--- Start of PASSAGE TO READ ---
A disciplinary board for the Episcopal Church is maintaining restrictions on the bishop of its Los Angeles diocese while he appeals sanctions stemming from his attempted sale of the shuttered St. James the Great church property in Newport Beach.

The Disciplinary Board of Bishops ordered that Bishop J. Jon Bruno refrain from ministry and exercising any authority over property or affairs within the church while he appeals the finding of a hearing panel that he had engaged in misconduct when he tried to sell the St. James site at 3209 Via Lido in 2015. That planned sale to would-be townhouse developer Legacy Partners fell through.

On Aug. 1, the Most Rev. Michael Curry, presiding bishop of the Episcopal Church in the United States, removed Bruno from any jurisdiction over St. James and transferred pastoral and property oversight to Bishop John Taylor, who has been named Bruno’s successor upon Bruno’s planned retirement at the end of the year.

The board’s restrictions will be effective Jan. 1 through the length of the appeal.

The hearing panel’s August ruling recommended a three-year suspension from ministry for Bruno, plus halting his renewed efforts to sell the St. James property. It also recommended unlocking the building so the congregation could resume worship in its longtime home.

However, the diocese announced in August that it planned to proceed with selling the church property for an undisclosed sum to Newport Beach-based developer Burnham Ward Properties, citing a legal obligation created by Bruno.

The Disciplinary Board of Bishops “finds it appropriate under the circumstances to restrict (Bruno’s) ministry,” the board’s president, the Right Rev. Catherine Waynick, wrote in an order this month.

Save St. James the Great, a group that formed after Bruno closed the church in 2015, said it supports the decision.

“While we did not request this action, we believe it is necessary to the integrity of the (Episcopal) church’s disciplinary process and, indeed, the integrity of the church as a whole,” the group said in a statement. “We are glad to see that the disciplinary board properly takes Bishop Bruno’s misconduct more seriously than does the leadership of the Los Angeles diocese.”

The St. James congregation currently worships at the Newport Beach Civic Center.
--- End of PASSAGE TO READ ---
--- Start of DATA SHOWN ---
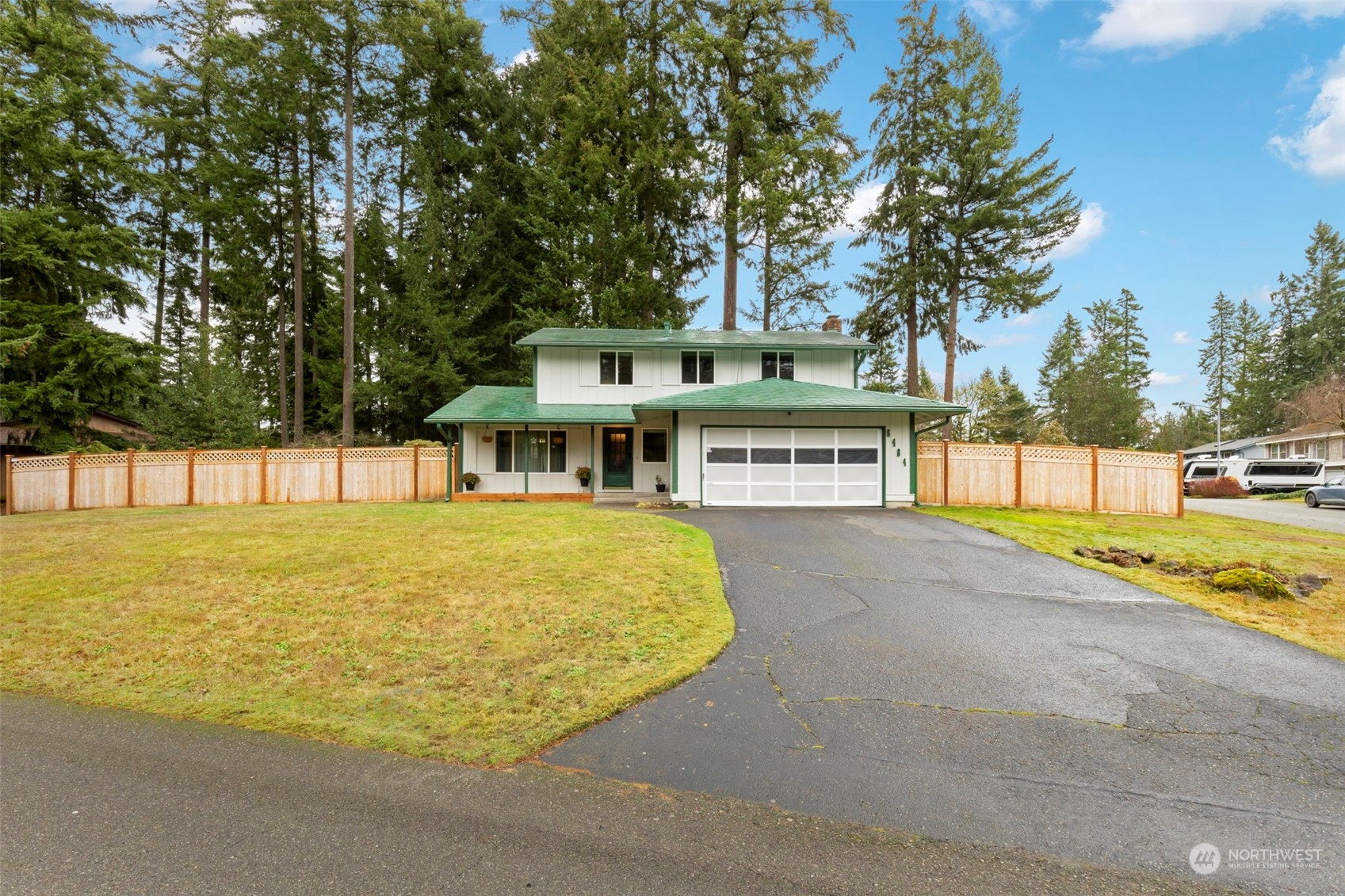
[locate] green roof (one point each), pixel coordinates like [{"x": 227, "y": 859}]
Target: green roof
--- End of DATA SHOWN ---
[TASKS TO COMPLETE]
- a) Using the article about the St. James church property, answer these:
(i) What is the street address of the St. James site?
(ii) Who has been named Bruno's successor?
(iii) Where does the St. James congregation currently worship?
- b) Write out the stretch of the St. James article from "On Aug. 1, the" through "of the year.".

[OUTPUTS FOR THE TASKS]
- a)
(i) 3209 Via Lido
(ii) Bishop John Taylor
(iii) The Newport Beach Civic Center

- b)
On Aug. 1, the Most Rev. Michael Curry, presiding bishop of the Episcopal Church in the United States, removed Bruno from any jurisdiction over St. James and transferred pastoral and property oversight to Bishop John Taylor, who has been named Bruno’s successor upon Bruno’s planned retirement at the end of the year.